▶ _Task directions_: From the data below, restate every line word for word.

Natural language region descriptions
Start of Block

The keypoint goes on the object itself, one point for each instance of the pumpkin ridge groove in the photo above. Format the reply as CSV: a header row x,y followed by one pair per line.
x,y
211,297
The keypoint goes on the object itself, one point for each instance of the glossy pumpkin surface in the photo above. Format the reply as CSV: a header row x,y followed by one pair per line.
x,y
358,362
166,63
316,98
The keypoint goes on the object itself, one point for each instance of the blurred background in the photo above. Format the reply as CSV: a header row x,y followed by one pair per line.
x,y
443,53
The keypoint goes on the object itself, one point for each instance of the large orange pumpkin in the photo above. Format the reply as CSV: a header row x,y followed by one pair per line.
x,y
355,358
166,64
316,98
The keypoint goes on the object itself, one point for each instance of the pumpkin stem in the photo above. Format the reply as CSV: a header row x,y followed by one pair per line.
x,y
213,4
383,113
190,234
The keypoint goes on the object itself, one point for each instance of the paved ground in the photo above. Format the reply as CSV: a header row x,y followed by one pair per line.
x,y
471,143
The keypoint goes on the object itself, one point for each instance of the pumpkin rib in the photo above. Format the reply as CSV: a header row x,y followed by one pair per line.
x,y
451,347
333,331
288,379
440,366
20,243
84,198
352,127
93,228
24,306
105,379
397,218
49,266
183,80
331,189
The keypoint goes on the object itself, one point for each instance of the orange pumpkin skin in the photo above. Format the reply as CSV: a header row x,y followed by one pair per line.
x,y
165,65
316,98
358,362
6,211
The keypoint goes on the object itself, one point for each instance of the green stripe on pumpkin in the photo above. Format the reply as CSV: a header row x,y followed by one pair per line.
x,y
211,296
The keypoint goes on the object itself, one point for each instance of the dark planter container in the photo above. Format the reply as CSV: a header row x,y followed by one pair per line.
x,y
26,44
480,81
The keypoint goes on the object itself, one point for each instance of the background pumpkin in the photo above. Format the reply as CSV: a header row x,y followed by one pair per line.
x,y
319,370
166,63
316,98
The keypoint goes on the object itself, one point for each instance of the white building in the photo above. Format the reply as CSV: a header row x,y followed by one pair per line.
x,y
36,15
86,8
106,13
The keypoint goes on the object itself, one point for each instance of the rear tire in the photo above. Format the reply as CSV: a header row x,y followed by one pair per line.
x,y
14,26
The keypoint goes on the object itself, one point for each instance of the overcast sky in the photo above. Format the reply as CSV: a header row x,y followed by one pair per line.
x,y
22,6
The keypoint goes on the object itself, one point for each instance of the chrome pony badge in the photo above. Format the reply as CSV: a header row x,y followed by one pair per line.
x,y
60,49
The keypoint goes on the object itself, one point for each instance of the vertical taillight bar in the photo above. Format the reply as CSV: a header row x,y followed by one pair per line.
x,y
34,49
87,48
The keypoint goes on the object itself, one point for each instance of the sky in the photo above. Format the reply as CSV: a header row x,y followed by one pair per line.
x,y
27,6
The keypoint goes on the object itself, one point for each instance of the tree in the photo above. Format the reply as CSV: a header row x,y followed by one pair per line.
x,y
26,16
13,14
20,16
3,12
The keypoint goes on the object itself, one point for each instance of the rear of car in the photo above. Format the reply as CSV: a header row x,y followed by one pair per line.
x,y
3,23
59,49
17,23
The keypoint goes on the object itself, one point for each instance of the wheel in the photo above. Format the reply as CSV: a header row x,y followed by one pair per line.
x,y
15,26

End of Block

▶ _Solved exercise_:
The keypoint goes on the object itself, one point for each instance of the pumpkin ridge groove in the photo above. Format the reply as CSV: a header row x,y followed by one pair per line.
x,y
211,297
The keypoint goes on the object itself, one point for each instance of the glossy pumpkin surface in the photo above. Format the reply as CSV: a header row x,y followed by one pair per line.
x,y
358,362
166,63
316,98
The keypoint goes on the object itself, one point for each instance of the blurred background in the photo above. Format the reply as CSV: a header row x,y followed by one pair per line.
x,y
443,53
The keypoint goes on the object itself, one point for each instance of the large orange pumpkin in the photo above. Format the reply as CSV: a header row x,y followed by one pair per line.
x,y
355,358
166,64
316,98
The keypoint goes on the object itself, one point for each instance of the pumpkin stem in the photo above. Format the reply as CSV: a header row x,y followed by one pair per line.
x,y
213,4
383,113
190,234
The keypoint goes on the object itself, one point for each instance of the paved ground in the photo above. Format the reply as CSV: a header row x,y followed by one pair per line.
x,y
471,143
The keypoint goes on the object itself, one point for each instance of the pumpkin rib in the photo above. Format the reply as CSV: a header row x,y followed by one pair per line.
x,y
451,347
333,331
288,379
440,366
20,243
84,198
352,127
93,228
24,306
105,379
397,218
49,266
183,80
331,189
The keypoint goes on the object itself, one point for each instance of the orange pumpkin skin in the photo above. Format the reply as CSV: a header row x,y followed by one pair per line.
x,y
165,65
316,98
358,362
6,211
The keypoint goes on the object itself, one point for each instance of the green stripe on pumpkin in the photo above. Format the reply as CSV: a header row x,y followed by one pair per line.
x,y
211,296
The keypoint goes on the object itself, one point for each instance of the dark planter container in the photo above. Format the reply as CSV: a header row x,y followed by one pair per line.
x,y
26,44
480,81
The keypoint goes on the object itself, one point for each instance of the background pumpkin in the photo above. Format the reply as CSV: a header row x,y followed by one pair per line.
x,y
319,370
166,63
316,98
The keypoint goes on the object itself, one point for each instance of the white building in the photo above. Format the reply as CSV: a header row x,y followed by one pair per line.
x,y
36,15
86,8
106,13
The keypoint goes on the object itself, one point for each instance of the rear tire in the photo above. Format the reply as CSV: a header row x,y followed by one pair per line.
x,y
14,26
The keypoint goes on the object itself, one point for each instance of the overcast sky in the photo above. Format the reply as CSV: a header row x,y followed by one pair per line.
x,y
22,6
The keypoint goes on the object itself, one point for each instance of the chrome pony badge in the photo above. Format the reply as CSV: a header row x,y followed by one pair per line.
x,y
60,49
The keypoint goes on the object itself, one point for each instance of the vertical taillight bar in the photo above. Format the reply as CSV: a header row x,y followed by one pair per line.
x,y
34,49
87,48
The keypoint goes on the object itself, one point for each instance of the sky in the photo above. Format the reply as CSV: a header row x,y followed by one pair per line.
x,y
27,6
The keypoint goes on the object itself, one point for each instance of the tree in the photo above. Format the reply as CSV: a header row x,y followed by one pair per line.
x,y
26,16
13,14
20,16
3,12
The keypoint goes on the object itself, one point for each instance of the rear of car in the photo above. Format the reply as CSV: a header row x,y followed by one pair per line.
x,y
3,23
59,49
17,23
The keypoint goes on the object itself, one point for each instance of the wheel in the photo above. Format the reply as CSV: a header row x,y followed by one pair per line.
x,y
15,26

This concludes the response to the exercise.